Written exercise: Copy the listing below word for word, leaving out the picture.
******
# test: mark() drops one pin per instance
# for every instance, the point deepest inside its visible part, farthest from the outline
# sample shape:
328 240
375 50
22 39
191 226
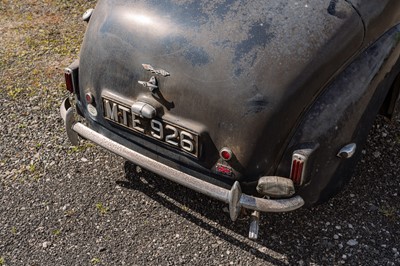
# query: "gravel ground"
64 205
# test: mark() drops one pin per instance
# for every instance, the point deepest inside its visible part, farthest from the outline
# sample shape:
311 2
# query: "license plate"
158 129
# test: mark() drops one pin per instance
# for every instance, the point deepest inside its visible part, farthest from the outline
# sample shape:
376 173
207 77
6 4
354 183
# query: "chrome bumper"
234 197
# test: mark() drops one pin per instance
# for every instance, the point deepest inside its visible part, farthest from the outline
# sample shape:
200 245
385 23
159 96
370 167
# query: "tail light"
71 77
299 163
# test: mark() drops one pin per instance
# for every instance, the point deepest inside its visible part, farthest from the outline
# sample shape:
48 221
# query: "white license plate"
158 129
******
Response to this exercise:
# test: mark() drops one pin per instance
# for every instance, the point deepest inside its visible part, farthest from the outline
# sample shape:
328 240
375 50
22 39
191 226
# query: "gravel ground"
64 205
# test: mark() drops one pin per instance
# for every instance, the point deepest inside its visible part, farthest from the outline
# sample shape:
311 2
# query: "license plate"
158 129
# test: mark() drops one pin per instance
# for every instance, the point deepest inside its visible part, farthest from the outline
# sample shape:
376 173
207 77
6 4
354 183
# query: "chrome bumper"
234 197
# test: mark() drops one pin per instance
# for every instance, the point deepest inside its visible part, farthest from the outline
# sample shape:
200 245
385 23
159 96
370 167
# query: "tail light"
71 77
299 163
# test: mark() drops one pin per instance
# for every instance, the point deepest inside its visible part, farthest from the outline
# sample shape:
48 221
# query: "white license plate"
158 129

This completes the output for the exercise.